[Extracted records]:
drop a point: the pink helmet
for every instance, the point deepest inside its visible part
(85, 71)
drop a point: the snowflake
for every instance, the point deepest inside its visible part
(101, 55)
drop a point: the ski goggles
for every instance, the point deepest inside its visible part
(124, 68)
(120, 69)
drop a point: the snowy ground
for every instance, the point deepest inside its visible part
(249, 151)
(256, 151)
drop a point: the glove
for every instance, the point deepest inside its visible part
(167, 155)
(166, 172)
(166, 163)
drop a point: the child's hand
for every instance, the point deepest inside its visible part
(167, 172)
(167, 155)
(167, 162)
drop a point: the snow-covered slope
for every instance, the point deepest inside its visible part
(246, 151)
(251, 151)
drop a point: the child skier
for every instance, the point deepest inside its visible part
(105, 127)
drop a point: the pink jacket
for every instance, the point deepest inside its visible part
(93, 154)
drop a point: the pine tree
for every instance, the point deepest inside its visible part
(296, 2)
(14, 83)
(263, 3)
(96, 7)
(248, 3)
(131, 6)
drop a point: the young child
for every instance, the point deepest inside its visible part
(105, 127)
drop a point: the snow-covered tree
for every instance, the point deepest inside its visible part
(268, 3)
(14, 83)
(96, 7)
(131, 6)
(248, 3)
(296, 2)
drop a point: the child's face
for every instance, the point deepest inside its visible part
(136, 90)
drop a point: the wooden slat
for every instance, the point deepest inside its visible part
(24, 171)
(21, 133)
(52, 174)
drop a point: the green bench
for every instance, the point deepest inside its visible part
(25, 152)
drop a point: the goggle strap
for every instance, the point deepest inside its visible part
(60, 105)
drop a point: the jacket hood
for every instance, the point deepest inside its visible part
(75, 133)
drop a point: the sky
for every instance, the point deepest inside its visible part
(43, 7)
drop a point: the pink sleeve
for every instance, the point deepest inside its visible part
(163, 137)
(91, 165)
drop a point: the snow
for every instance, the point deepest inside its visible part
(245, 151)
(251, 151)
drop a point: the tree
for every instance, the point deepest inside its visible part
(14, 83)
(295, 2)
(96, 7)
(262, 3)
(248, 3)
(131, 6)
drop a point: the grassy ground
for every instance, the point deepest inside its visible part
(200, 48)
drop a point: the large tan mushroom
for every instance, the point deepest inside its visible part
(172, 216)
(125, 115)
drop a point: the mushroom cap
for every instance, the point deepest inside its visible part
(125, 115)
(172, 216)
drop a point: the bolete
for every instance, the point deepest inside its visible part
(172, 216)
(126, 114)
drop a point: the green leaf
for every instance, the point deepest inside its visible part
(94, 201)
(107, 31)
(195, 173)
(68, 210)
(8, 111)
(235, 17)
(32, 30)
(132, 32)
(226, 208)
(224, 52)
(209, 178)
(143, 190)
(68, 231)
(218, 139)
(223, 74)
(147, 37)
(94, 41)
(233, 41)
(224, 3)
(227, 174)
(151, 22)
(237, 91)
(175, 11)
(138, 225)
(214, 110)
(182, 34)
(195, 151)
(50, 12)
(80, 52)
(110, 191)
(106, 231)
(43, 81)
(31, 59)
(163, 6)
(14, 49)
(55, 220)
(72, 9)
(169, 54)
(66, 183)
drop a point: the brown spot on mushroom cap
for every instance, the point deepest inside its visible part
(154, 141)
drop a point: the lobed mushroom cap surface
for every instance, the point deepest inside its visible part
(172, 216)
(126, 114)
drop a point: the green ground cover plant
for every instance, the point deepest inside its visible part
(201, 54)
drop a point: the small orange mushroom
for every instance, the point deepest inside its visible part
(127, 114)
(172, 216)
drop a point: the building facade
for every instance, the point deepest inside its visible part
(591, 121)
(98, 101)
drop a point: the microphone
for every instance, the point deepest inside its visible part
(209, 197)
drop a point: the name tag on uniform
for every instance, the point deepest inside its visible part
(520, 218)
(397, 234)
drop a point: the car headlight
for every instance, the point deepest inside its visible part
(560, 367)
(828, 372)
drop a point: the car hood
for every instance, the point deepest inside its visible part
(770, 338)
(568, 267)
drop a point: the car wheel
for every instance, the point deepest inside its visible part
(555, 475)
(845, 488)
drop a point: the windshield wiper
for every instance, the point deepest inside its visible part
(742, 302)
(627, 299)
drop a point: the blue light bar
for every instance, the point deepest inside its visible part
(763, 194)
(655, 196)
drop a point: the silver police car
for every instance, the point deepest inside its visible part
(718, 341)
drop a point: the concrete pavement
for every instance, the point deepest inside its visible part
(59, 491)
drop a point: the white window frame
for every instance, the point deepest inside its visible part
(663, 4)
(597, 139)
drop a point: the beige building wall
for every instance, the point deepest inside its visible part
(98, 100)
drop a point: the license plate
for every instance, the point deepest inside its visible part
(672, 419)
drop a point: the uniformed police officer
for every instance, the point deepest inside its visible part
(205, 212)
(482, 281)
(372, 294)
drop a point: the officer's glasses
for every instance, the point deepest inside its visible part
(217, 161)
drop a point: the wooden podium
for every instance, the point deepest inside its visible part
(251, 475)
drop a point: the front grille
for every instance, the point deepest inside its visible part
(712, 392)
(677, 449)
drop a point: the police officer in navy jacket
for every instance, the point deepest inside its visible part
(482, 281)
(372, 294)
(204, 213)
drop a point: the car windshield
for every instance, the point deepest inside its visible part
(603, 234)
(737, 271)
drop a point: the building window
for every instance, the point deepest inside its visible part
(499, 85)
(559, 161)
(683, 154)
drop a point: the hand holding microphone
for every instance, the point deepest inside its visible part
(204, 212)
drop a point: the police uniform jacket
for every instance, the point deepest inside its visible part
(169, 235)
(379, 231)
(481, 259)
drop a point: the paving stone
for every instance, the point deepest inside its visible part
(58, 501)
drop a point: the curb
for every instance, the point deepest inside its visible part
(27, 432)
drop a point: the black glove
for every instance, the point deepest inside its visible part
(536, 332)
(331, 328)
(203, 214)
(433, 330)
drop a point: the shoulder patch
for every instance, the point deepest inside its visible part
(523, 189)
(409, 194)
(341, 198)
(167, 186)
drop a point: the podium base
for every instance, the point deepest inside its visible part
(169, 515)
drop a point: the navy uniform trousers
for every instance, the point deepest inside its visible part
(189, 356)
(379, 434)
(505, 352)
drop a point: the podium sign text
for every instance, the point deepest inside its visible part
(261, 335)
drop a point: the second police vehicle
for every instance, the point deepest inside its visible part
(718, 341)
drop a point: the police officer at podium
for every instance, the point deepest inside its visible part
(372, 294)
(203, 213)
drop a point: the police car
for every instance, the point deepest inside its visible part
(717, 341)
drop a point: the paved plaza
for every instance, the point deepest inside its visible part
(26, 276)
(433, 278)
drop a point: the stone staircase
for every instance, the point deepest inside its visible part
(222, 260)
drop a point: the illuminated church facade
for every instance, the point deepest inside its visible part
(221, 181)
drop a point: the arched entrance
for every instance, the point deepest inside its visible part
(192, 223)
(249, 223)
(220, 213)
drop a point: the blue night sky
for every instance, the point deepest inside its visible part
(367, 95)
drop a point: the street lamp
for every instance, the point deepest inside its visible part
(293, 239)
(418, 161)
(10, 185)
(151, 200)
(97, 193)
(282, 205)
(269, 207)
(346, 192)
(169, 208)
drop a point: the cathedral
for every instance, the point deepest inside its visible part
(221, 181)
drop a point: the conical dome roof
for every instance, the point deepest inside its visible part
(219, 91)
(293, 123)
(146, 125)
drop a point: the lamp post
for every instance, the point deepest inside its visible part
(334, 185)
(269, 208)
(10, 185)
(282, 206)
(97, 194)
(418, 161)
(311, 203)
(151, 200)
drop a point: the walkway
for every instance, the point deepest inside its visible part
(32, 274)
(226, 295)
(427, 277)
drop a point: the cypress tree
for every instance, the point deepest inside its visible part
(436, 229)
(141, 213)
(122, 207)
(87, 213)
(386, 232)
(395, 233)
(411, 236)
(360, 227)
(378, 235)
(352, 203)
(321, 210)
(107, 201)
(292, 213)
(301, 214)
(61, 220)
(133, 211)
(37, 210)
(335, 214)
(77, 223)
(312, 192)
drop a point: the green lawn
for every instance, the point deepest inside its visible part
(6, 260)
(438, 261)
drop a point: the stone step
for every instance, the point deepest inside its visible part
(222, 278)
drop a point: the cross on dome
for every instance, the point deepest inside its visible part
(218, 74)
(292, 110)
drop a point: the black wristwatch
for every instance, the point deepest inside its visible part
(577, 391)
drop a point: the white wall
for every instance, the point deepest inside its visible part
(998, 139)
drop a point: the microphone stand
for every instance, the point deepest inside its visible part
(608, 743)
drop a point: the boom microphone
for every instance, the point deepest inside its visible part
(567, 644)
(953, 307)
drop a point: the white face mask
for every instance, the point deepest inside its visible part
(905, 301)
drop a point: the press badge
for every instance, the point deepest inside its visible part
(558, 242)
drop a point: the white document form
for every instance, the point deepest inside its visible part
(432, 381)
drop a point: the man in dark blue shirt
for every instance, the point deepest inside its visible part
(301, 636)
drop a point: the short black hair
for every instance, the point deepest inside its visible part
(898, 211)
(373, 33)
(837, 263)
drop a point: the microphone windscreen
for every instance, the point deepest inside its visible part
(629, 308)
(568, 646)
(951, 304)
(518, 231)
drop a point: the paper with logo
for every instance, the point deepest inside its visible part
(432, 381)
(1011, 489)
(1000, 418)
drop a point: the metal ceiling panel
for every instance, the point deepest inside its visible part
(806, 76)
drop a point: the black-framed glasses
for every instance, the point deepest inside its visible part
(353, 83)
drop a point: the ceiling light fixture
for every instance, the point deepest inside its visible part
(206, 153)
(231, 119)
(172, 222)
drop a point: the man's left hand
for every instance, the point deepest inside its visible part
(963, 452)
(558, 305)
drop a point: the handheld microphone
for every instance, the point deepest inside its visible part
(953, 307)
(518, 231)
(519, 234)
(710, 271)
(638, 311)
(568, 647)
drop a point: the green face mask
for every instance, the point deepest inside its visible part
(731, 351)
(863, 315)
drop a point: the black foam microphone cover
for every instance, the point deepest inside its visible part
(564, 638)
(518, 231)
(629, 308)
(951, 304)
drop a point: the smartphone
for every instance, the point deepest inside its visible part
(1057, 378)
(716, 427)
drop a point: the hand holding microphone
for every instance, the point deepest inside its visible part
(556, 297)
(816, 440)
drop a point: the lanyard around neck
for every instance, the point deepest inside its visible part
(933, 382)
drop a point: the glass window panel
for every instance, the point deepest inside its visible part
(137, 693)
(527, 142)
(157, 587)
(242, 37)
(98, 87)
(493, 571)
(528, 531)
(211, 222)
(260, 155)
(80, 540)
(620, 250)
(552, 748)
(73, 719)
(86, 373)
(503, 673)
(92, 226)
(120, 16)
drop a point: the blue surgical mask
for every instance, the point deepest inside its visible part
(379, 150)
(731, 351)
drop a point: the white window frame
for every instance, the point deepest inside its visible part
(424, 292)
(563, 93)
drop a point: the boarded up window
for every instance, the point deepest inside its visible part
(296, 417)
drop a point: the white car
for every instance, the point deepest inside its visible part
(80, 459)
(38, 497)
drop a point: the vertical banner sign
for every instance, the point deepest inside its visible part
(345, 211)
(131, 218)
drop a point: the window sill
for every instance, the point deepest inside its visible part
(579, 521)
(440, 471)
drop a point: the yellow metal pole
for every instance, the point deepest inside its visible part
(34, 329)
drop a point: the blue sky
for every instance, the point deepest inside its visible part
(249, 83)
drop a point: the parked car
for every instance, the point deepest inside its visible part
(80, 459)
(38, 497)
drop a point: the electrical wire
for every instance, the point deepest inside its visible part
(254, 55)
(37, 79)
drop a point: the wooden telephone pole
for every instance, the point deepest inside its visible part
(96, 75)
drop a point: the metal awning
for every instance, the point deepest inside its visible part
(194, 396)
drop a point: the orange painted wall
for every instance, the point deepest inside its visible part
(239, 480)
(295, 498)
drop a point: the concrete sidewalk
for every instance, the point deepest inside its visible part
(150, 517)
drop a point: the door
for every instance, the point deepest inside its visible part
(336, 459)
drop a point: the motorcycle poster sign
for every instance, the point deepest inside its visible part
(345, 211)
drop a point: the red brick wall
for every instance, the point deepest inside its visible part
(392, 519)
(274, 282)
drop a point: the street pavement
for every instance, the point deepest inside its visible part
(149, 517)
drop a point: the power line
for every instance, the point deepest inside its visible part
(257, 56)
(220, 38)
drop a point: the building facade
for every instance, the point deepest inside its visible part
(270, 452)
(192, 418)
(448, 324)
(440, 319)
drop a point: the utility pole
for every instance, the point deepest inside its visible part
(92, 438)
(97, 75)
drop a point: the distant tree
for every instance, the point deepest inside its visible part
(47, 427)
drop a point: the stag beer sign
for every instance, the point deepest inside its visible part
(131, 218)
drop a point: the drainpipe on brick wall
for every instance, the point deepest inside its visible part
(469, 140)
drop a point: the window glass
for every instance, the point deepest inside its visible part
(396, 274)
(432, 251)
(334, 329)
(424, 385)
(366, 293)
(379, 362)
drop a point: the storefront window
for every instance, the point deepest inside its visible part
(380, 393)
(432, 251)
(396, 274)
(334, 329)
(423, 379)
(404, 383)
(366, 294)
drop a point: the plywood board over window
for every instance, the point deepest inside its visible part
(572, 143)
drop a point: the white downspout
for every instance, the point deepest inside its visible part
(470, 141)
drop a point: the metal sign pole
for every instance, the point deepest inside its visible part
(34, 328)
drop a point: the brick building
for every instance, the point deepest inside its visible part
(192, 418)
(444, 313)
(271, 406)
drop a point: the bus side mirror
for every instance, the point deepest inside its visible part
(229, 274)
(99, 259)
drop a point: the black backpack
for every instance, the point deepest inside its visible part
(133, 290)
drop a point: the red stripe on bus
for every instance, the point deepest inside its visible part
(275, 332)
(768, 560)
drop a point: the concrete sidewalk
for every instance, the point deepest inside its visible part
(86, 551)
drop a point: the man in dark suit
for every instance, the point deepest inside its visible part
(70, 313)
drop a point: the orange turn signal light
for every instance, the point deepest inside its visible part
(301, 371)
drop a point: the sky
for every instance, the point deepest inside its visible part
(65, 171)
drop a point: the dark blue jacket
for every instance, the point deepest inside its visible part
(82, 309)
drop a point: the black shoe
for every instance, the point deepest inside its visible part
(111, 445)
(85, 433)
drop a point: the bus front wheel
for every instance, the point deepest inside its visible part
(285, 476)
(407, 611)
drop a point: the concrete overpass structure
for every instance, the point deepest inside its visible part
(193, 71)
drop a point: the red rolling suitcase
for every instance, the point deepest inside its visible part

[What is required]: In the listing above, find the line with "drop a point: the orange turn signal light" and set down that line and all after it exactly, through the final line.

[Task answer]:
drop a point: the orange turn signal light
for every instance, the point deepest inside its visible part
(301, 371)
drop a point: the sky
for every instance, the point deepest inside its visible part
(65, 171)
drop a point: the dark blue jacket
for every instance, the point deepest inside its visible part
(82, 309)
drop a point: the black shoe
for every instance, the point deepest inside its visible part
(111, 445)
(85, 433)
drop a point: the bus front wheel
for every instance, the point deepest inside its visible part
(285, 476)
(407, 611)
drop a point: the concrete overpass structure
for every instance, the point deepest inside its visible part
(193, 71)
drop a point: the red rolling suitcase
for every instance, the point deepest inside its visible part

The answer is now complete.